■ **THE EXERCISE**: Write out word for word the lines from the one containing "Practice. For this step, pick out the pendant" through the one containing "point(358, 101)", both included, and nothing else.

————————

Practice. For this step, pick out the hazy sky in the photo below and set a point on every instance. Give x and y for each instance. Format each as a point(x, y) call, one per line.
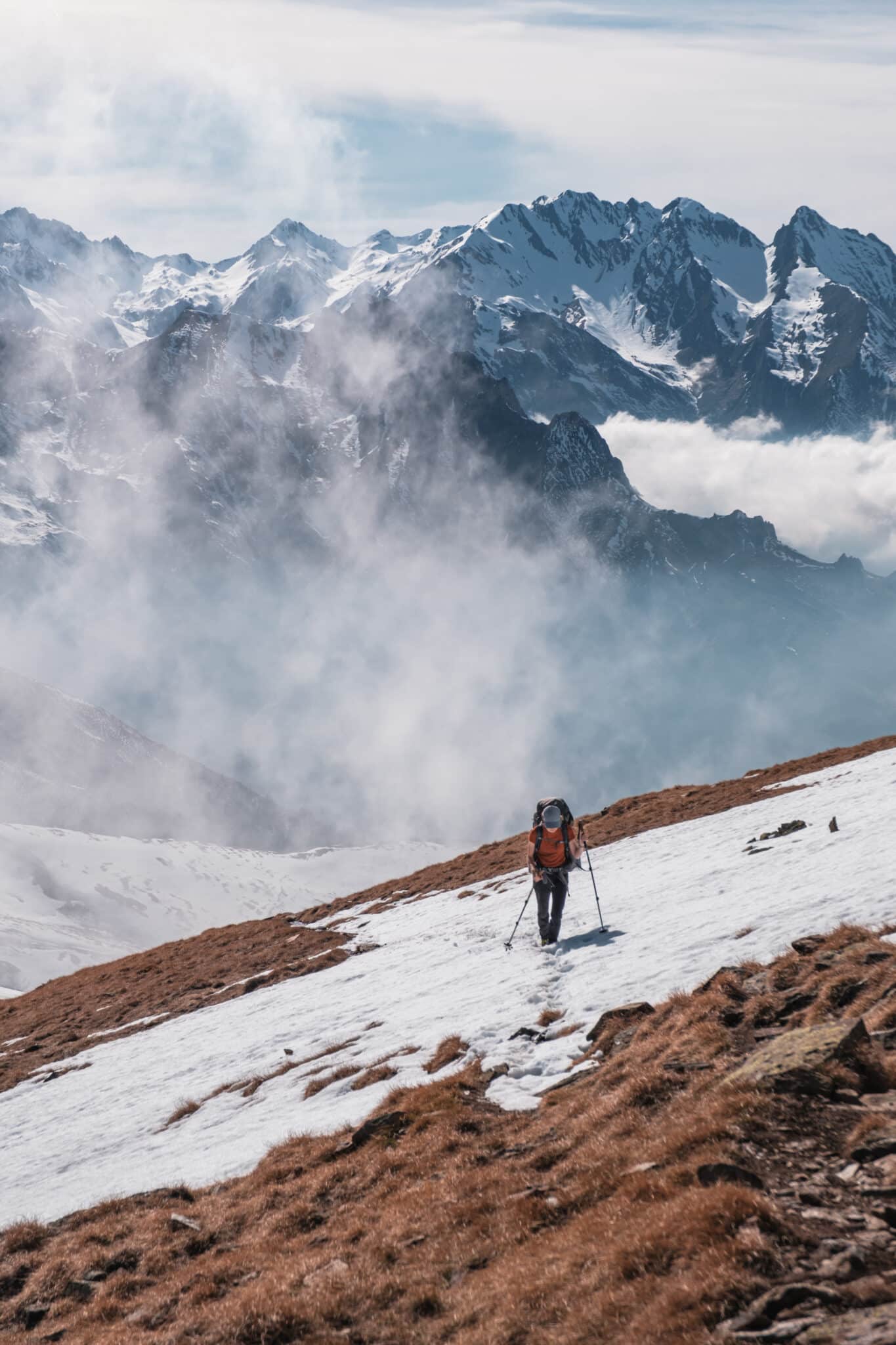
point(198, 124)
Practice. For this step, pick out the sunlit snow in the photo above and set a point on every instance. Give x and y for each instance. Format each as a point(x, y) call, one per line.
point(679, 902)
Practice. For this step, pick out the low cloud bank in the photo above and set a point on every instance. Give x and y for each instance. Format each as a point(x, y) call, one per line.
point(825, 495)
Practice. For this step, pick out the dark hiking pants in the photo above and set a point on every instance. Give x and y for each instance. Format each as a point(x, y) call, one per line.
point(551, 893)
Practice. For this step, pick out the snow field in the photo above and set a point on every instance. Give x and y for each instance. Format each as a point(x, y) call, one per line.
point(679, 903)
point(72, 899)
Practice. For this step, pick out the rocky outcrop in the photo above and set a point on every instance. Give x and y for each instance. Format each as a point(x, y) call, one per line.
point(794, 1060)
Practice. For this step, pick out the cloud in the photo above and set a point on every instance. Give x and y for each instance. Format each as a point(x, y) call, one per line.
point(825, 495)
point(198, 125)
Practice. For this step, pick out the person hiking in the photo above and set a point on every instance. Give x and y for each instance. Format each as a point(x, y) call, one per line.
point(555, 845)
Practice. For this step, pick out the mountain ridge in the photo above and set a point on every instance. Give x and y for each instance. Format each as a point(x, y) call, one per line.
point(662, 290)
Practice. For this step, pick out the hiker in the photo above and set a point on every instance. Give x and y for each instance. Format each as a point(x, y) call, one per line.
point(555, 845)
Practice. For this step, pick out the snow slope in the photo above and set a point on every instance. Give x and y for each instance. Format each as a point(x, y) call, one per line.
point(675, 899)
point(70, 899)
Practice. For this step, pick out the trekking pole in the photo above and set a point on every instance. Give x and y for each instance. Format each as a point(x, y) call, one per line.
point(603, 929)
point(509, 942)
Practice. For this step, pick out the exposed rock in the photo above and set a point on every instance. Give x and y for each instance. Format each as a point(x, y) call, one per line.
point(844, 993)
point(723, 973)
point(763, 1310)
point(792, 1061)
point(620, 1017)
point(391, 1124)
point(710, 1174)
point(807, 944)
point(782, 1332)
point(793, 1003)
point(337, 1269)
point(864, 1327)
point(758, 985)
point(878, 1145)
point(33, 1314)
point(81, 1289)
point(566, 1082)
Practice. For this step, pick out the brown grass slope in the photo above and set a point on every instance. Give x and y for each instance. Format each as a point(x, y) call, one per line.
point(584, 1220)
point(56, 1019)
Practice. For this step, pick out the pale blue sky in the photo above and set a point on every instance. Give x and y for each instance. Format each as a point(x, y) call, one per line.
point(198, 124)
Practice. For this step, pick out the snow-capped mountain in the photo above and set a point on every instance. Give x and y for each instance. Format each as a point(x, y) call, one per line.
point(582, 304)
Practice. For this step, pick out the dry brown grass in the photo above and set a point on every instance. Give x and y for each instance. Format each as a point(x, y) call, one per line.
point(375, 1075)
point(186, 1109)
point(625, 818)
point(56, 1020)
point(416, 1238)
point(448, 1051)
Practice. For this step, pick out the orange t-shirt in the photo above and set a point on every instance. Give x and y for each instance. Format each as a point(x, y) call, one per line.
point(551, 853)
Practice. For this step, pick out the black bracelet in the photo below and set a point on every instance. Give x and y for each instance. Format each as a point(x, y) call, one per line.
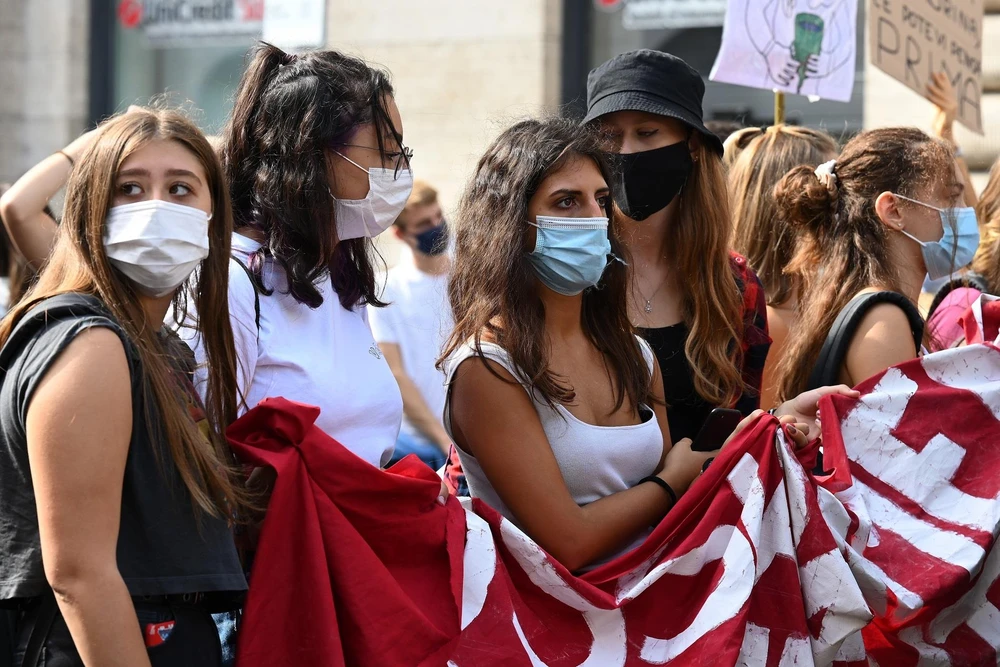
point(663, 485)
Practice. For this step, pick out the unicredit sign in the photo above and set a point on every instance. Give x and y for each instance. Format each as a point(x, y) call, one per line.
point(192, 20)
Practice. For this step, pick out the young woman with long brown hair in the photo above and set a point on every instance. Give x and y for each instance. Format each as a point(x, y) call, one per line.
point(554, 404)
point(874, 223)
point(760, 235)
point(115, 486)
point(700, 306)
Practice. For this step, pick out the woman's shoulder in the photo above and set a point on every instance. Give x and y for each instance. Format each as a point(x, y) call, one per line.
point(62, 310)
point(487, 351)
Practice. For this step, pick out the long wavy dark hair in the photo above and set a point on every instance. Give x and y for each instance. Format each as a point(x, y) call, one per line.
point(79, 263)
point(289, 111)
point(492, 289)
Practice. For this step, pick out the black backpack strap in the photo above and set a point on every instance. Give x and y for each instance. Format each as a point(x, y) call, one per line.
point(256, 290)
point(826, 371)
point(973, 280)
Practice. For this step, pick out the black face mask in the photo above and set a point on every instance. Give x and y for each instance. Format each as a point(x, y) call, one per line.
point(648, 181)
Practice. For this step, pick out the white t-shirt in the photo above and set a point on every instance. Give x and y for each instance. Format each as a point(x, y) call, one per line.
point(418, 319)
point(325, 357)
point(595, 461)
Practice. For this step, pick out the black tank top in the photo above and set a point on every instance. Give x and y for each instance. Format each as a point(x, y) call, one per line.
point(163, 548)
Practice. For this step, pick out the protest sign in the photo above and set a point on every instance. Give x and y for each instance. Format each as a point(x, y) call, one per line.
point(800, 47)
point(910, 41)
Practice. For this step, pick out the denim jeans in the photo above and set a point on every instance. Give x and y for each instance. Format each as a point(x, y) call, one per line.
point(225, 623)
point(425, 450)
point(194, 641)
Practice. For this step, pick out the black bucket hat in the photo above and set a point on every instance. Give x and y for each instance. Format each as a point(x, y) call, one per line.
point(650, 81)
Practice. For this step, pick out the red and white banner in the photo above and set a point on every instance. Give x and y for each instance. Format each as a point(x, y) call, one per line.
point(891, 560)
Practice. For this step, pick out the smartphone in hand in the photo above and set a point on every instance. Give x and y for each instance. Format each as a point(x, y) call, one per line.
point(717, 428)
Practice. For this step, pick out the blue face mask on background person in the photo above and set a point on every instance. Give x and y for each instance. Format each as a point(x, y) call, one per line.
point(959, 241)
point(570, 254)
point(433, 241)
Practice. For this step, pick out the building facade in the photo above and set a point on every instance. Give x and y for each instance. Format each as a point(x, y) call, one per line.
point(463, 69)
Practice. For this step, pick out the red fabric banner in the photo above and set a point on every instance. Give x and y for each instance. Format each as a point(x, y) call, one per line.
point(892, 557)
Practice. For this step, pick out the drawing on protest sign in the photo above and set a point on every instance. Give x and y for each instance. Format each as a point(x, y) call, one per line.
point(910, 41)
point(806, 47)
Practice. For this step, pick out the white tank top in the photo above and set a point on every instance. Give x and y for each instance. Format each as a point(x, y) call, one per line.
point(595, 461)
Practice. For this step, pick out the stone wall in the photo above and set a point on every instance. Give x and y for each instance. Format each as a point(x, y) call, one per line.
point(44, 79)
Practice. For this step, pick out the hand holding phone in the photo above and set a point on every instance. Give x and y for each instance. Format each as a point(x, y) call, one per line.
point(717, 428)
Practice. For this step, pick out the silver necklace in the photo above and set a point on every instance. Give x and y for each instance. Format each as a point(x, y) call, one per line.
point(648, 308)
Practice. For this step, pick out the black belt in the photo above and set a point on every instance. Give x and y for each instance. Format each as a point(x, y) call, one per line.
point(177, 599)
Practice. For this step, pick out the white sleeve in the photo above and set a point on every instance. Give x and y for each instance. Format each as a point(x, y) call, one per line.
point(384, 321)
point(246, 337)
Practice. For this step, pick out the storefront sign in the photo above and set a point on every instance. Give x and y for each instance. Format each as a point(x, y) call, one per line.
point(912, 41)
point(295, 24)
point(660, 14)
point(165, 22)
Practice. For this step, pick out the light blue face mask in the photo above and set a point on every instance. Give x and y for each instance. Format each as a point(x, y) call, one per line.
point(570, 254)
point(960, 240)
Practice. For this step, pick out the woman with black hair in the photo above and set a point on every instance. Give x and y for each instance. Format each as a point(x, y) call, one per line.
point(316, 166)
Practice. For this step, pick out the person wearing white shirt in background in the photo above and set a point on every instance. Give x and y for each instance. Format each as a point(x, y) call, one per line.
point(314, 157)
point(412, 328)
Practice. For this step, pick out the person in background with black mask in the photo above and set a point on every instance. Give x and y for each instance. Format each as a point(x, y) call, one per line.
point(411, 329)
point(698, 304)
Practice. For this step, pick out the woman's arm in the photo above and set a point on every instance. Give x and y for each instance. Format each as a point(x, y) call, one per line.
point(22, 207)
point(79, 426)
point(496, 422)
point(942, 94)
point(882, 340)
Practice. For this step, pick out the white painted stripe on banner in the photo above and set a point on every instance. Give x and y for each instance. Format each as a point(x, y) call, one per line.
point(986, 623)
point(974, 368)
point(721, 605)
point(942, 544)
point(479, 565)
point(753, 653)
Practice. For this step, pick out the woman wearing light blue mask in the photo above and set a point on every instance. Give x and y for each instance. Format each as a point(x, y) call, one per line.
point(886, 213)
point(554, 404)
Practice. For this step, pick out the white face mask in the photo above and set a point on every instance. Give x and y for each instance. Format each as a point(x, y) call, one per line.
point(157, 244)
point(369, 217)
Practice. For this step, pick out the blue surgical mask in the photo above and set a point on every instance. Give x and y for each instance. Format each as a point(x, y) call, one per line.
point(570, 254)
point(958, 244)
point(434, 241)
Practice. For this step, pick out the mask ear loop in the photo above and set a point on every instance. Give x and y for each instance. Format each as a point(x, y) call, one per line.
point(350, 160)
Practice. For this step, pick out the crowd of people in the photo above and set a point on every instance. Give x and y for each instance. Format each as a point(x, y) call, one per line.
point(553, 347)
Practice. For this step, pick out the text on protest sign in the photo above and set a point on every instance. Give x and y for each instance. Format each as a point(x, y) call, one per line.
point(910, 40)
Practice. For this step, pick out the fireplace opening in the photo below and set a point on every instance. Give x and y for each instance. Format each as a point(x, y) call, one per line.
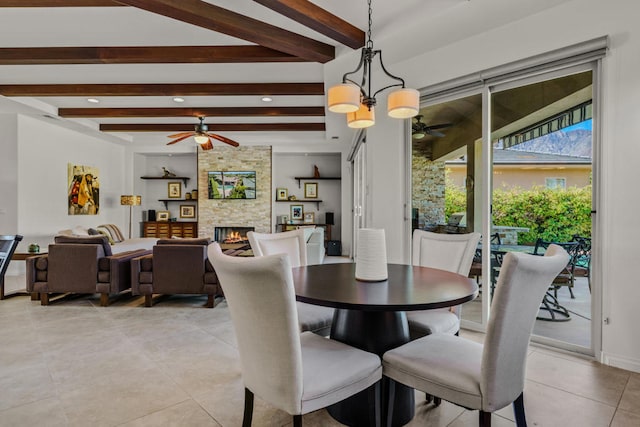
point(232, 234)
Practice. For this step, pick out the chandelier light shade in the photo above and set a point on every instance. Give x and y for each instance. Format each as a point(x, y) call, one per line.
point(403, 103)
point(363, 118)
point(350, 97)
point(344, 98)
point(130, 200)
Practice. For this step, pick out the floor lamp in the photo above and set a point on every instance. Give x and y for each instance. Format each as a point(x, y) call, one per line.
point(129, 200)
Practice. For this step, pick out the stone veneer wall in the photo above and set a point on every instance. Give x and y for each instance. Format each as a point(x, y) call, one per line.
point(242, 213)
point(428, 186)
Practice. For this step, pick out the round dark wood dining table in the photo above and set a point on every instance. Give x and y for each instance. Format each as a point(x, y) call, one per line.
point(372, 316)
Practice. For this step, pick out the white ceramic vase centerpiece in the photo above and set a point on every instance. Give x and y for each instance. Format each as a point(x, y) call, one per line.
point(371, 260)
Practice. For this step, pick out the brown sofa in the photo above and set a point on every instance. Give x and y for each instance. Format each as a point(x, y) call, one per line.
point(177, 266)
point(83, 265)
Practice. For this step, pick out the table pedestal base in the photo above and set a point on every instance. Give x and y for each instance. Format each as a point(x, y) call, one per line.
point(376, 332)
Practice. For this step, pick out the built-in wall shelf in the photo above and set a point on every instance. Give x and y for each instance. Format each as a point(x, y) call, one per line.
point(316, 201)
point(166, 201)
point(184, 179)
point(312, 178)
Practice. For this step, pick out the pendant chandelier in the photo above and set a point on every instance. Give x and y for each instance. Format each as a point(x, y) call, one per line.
point(358, 101)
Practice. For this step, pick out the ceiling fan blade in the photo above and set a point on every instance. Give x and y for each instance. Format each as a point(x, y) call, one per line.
point(434, 132)
point(181, 134)
point(178, 140)
point(223, 139)
point(207, 145)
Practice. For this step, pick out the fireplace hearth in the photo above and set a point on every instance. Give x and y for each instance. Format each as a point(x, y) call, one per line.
point(232, 234)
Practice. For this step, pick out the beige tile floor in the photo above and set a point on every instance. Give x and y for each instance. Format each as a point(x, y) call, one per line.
point(74, 363)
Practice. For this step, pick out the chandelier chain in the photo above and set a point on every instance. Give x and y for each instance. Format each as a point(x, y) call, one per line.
point(369, 42)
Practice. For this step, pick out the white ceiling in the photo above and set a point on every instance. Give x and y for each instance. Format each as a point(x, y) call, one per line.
point(129, 26)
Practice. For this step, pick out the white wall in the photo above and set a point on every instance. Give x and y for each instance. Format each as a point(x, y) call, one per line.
point(567, 23)
point(44, 150)
point(8, 174)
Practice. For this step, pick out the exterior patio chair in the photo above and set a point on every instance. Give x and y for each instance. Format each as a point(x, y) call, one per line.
point(475, 376)
point(297, 372)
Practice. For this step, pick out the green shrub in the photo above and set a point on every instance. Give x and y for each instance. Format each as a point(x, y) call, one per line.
point(553, 215)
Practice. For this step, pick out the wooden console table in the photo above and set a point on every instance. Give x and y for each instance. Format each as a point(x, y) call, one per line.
point(289, 227)
point(168, 229)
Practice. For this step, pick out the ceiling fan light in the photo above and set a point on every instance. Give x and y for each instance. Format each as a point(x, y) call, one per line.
point(201, 139)
point(363, 118)
point(343, 98)
point(403, 103)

————————

■ **COMPLETE OUTPUT**:
Practice. For this step, pick out the pendant chandelier in the photo above and set a point on every instance. Give x and y for each instance. Format each as a point(x, y) call, one per line.
point(358, 101)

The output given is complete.